--- Text shown ---
AI-Enabled Expertise Discovery: The ExpertFinder Story

Newfire builds AI-enabled systems to solve real operational challenges for both our clients and our own engineering organization. One example is ExpertFinder, an internal platform designed to help teams quickly identify colleagues with relevant hands-on experience. By capturing short accounts of real project work and making them searchable across the company, ExpertFinder turns everyday engineering knowledge into something teams can reuse. Read on to learn what this recent example from Newfire’s practice reveals about applying AI to real engineering workflows and meet the team behind the build.

The Expertise Signal Problem

As engineering organizations scale, experience spreads across projects, time zones, and client environments. People learn quickly, solve hard problems, and move on. The organization gets stronger, but the knowledge becomes harder to reuse at speed. Real project experience isn’t packaged into something the company can reliably match against the next need.

One way to recognize this stage of growth is by the questions that start circulating across teams:

“Who can help interview for X?”
“Has anyone implemented Y in production?”
“We need a quick sanity check from someone who’s done Z before.”

As Newfire grew from a startup into a hundreds-strong global engineering team, we began encountering the same challenge. A team would need someone with very specific, hands-on experience. We knew that expertise existed inside Newfire, but the reliable path was still “ask around until the right person appears.” That works when you’re small. At scale, it becomes expensive, costing not only money but also significant time, context switching, and repeated effort.
---
■ Study questions:
(a) Can you answer these three questions from the ExpertFinder text?
(i) What does ExpertFinder capture and make searchable across the company?
(ii) What did Newfire grow from, and into what?
(iii) Besides money, what does "ask around until the right person appears" cost at scale?
(b) Could you write what comes next in the ExpertFinder text, picking up after its final sentence?
The rows that follow come from a separate source and are unrelated to the ExpertFinder text.
--- Information ---
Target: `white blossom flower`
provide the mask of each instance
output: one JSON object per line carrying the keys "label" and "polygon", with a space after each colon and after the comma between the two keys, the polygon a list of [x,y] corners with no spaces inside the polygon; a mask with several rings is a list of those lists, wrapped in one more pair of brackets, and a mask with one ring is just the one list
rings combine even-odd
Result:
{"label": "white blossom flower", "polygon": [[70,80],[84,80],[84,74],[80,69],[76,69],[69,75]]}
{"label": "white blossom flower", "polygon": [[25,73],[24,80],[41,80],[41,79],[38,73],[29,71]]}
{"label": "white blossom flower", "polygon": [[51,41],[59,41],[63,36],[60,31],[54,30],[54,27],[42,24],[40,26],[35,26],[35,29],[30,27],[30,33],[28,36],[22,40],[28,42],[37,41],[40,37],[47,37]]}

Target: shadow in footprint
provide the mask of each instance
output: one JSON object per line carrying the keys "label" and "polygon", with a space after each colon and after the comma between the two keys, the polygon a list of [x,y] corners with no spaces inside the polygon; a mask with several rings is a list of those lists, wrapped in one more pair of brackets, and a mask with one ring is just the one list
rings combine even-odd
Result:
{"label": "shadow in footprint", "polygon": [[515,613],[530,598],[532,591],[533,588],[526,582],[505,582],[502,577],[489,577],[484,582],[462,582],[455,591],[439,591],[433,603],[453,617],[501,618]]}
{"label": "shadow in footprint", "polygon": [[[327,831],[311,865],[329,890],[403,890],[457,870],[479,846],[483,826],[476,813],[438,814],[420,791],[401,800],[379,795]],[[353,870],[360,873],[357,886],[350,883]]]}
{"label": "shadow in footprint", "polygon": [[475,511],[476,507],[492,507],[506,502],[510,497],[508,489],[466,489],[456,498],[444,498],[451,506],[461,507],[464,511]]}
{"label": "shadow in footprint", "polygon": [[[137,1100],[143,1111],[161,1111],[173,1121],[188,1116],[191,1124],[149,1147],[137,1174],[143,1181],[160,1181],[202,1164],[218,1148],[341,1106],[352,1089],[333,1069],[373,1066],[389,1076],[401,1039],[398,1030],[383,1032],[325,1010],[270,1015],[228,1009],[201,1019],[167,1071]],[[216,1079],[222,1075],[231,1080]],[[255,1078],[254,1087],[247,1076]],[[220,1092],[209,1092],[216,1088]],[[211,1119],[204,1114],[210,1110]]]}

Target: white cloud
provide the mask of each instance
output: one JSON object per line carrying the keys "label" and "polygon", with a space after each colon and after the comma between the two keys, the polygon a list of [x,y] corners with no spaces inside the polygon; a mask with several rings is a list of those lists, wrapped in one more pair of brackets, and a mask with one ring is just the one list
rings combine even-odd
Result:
---
■ Exercise responses:
(a)
(i) Short accounts of real project work.
(ii) From a startup into a hundreds-strong global engineering team.
(iii) Significant time, context switching, and repeated effort.

(b)
As engineers, we chose to treat this as what it is: a scaling problem worth solving the same way we would for a client. So, in early 2024, we set out to build a software tool, first to make the common “who can help with this?” discovery faster and more dependable.

Today, after some iteration and the inclusion of an LLM-powered conversational interface, it goes beyond finding names: it continuously turns day-to-day project experience into a shared, matchable signal so the organization can connect the right people to the right needs in minutes, with the context to act.

We could always solve it eventually. What we wanted was a way to make real project experience immediately usable for the next team, without adding process overhead.

Mykola Kovalchuk, Product Development Lead at Newfire

That system is Newfire’s AI-enabled expertise discovery platform and knowledge base, ExpertFinder.

What we built: ExpertFinder

ExpertFinder is an internal platform that helps teams find colleagues with relevant hands-on experience. Instead of relying on static skill lists or resumes, it captures short descriptions of real project work: the problem someone solved, how they approached it, and the technologies involved. That context matters. Knowing someone has worked with HL7 interfaces is useful, but knowing they built HL7 Interfaces for inpatient order management with Epic tells you far more about the problems they can solve.

Over time, those small contributions build a searchable knowledge base of real engineering experience across the organization.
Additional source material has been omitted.